Document text:

-*-*-

Plant fungal disease

Leucostoma canker is a fungal disease that can kill stone fruit (Prunus spp.). The disease is caused by the plant pathogens Leucostoma persoonii and Leucostoma cinctum (teleomorph) and Cytospora leucostoma and Cytospora cincta (anamorphs). The disease can have a variety of signs and symptoms depending on the part of the tree infected. One of the most lethal symptoms of the disease are the Leucostoma cankers. The severity of the Leucostoma cankers is dependent on the part of the plant infected. The fungus infects through injured, dying or dead tissues of the trees. Disease management can consist of cultural management practices such as pruning, late season fertilizers or chemical management through measures such as insect control. Leucostoma canker of stone fruit can cause significant economic losses due to reduced fruit production or disease management practices. It is one of the most important diseases of stone fruit trees all over the world.

==Hosts and symptoms==
The hosts for Leucostoma canker include stone fruits such as cultivated peach, plum, prune, cherry (Prunus spp.), or other wild Prunus spp. It can also be found on apple (Malus domestica). Stone fruits are referred to as drupe, which are fruits containing a seed encased by a hard endocarp, surrounded by a fleshy outer portion.

Leucostoma canker symptoms differ depending on where on the tree infection takes place. Discoloration occurs in sunken patches on infected twigs. Light and dark concentric circles of narcotic tissue characterize this symptom, occurring near buds killed by cold or on leaf scars. Infections on the nodes are seen 2–4 weeks after bud break. As time passes, darkening occurs within diseased tissues, and eventually, amber gum ooze may seep from infected tissue. Nodal infections are particularly vulnerable in one-year-old shoots that develop within the center of the tree. If fungal growth persists without treatment, scaffold limbs and large branches will likely become invaded within a short time frame. Cankers occurring on branches that are the product of such infections will contain dead twigs or twig stubs at the canker's center.

-*-*-

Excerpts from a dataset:

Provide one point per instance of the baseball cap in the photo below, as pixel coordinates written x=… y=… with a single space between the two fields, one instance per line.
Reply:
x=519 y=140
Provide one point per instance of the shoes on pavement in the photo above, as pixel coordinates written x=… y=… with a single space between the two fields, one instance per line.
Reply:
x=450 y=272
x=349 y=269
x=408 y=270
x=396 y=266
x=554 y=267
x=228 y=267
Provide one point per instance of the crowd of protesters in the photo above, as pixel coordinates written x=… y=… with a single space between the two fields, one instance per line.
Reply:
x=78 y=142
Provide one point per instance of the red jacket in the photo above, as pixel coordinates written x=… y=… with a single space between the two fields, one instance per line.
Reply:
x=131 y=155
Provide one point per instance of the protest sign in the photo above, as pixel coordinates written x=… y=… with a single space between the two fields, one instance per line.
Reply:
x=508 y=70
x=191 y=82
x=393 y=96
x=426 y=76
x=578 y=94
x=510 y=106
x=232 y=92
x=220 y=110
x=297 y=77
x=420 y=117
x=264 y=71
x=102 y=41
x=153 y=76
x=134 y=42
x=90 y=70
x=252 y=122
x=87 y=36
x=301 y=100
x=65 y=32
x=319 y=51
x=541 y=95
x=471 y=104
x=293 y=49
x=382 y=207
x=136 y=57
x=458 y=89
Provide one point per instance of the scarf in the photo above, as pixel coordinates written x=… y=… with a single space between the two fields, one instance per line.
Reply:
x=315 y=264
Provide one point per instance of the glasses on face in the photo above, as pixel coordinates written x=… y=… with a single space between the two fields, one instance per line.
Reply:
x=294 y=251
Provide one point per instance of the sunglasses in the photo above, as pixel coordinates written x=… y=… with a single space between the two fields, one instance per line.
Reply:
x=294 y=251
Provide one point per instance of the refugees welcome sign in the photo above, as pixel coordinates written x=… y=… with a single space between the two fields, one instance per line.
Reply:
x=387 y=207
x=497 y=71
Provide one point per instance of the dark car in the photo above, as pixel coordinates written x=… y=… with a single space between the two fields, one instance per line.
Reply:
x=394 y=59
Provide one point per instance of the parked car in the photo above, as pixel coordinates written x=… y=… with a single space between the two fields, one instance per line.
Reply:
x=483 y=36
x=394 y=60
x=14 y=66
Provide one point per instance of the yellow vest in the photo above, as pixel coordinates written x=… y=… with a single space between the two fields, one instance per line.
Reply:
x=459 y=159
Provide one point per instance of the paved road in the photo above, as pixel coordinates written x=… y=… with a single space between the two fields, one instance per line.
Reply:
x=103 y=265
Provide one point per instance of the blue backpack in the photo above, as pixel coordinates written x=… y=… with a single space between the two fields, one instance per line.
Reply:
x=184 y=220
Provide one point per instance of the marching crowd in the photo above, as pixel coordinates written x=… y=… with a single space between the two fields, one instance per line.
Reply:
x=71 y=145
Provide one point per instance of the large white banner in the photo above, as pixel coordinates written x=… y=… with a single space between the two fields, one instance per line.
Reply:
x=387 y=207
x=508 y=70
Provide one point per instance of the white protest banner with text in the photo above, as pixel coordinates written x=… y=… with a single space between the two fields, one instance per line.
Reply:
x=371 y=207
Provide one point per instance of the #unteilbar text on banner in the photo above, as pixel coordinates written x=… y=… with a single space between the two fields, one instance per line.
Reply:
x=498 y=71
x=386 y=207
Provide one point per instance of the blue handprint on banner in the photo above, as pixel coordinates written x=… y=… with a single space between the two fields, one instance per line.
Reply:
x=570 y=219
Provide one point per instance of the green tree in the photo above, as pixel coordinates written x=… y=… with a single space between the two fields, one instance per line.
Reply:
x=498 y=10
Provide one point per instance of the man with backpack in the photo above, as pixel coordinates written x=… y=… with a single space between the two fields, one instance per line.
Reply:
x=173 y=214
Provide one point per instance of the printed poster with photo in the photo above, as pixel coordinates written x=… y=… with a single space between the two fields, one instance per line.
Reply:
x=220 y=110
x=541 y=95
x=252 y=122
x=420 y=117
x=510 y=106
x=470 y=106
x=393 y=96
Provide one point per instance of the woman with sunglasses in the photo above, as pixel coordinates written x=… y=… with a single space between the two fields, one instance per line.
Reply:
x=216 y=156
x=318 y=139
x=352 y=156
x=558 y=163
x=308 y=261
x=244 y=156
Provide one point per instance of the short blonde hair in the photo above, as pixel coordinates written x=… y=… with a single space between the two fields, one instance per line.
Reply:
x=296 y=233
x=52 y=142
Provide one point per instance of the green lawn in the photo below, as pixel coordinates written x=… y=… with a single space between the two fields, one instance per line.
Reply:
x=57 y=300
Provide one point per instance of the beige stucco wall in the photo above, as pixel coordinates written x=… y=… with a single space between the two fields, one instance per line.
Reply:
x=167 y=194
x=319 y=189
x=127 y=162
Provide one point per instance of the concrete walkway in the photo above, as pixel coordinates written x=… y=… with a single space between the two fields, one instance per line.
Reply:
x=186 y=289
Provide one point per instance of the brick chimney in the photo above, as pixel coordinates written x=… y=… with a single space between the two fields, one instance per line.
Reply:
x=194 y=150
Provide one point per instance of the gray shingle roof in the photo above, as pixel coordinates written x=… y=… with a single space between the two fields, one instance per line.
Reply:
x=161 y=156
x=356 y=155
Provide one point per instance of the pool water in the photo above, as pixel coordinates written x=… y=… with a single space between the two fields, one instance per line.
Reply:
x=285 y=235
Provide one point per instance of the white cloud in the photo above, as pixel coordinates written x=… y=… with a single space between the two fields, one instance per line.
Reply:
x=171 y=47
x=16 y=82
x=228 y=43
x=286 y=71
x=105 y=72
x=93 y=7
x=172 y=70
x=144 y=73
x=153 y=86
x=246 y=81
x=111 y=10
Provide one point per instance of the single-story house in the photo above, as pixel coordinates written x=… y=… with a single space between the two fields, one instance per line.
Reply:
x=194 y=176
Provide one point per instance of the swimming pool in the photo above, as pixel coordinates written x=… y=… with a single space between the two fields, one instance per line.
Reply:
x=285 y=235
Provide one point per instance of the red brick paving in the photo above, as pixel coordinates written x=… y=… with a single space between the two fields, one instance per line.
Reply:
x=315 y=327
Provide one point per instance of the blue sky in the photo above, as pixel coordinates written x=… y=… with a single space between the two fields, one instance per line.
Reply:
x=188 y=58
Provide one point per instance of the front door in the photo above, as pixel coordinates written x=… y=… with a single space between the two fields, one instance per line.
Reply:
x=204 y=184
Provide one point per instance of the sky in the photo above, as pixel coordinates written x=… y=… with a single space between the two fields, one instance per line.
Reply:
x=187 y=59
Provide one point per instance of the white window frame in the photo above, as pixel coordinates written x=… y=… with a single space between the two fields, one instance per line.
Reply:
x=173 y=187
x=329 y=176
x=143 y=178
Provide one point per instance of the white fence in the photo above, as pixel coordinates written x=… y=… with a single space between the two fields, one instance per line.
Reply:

-*-*-

What this exercise asks:
(a) According to the passage on Leucostoma canker, through what kinds of tissue does the fungus infect the trees?
(b) Copy the passage on Leucostoma canker word for word, starting with "Leucostoma canker symptoms" and going on through "the canker's center.".
(c) Carry the passage on Leucostoma canker further, beginning right after its final sentence.
The items above are separate from the passage on Leucostoma canker.

Numbered answers:
(a) It infects through injured, dying or dead tissues.

(b)
Leucostoma canker symptoms differ depending on where on the tree infection takes place. Discoloration occurs in sunken patches on infected twigs. Light and dark concentric circles of narcotic tissue characterize this symptom, occurring near buds killed by cold or on leaf scars. Infections on the nodes are seen 2–4 weeks after bud break. As time passes, darkening occurs within diseased tissues, and eventually, amber gum ooze may seep from infected tissue. Nodal infections are particularly vulnerable in one-year-old shoots that develop within the center of the tree. If fungal growth persists without treatment, scaffold limbs and large branches will likely become invaded within a short time frame. Cankers occurring on branches that are the product of such infections will contain dead twigs or twig stubs at the canker's center.

(c)
The most striking symptom of infection includes cankers located on the main trunk, branch crotches, scaffold limbs, and older branches. A symptom called “flagging” can be found on necrotic scaffold limbs. The cankers are parallel to the long axis of the stem and take on an oval shape. Normally, large-scale production of amber colored gum marks the first external symptom of such cankers. While gum production is the typical plant response to irritation, the gum secretion of Leucostoma occurs in bulk amounts. This gum darkens as time passes, gradually leading to the drying and cracking of bark; thus exposing the blackened tissue below.

As the tree continues to mature in the early growing season, the tree resists additional fungal penetration through the formation of callus rings surrounding the canker. However, the Leucostoma generally reinvades the tissue late in the growing season while the tree switches into dormancy. Due to the alteration of callus production and canker formation, cankers with circular callus rings are usually observed.

Foliar symptoms might develop from branch or twig infections. Symptoms include chlorosis, wilting, and necrosis. Signs include small black structures on dead bark which contain pycnidia.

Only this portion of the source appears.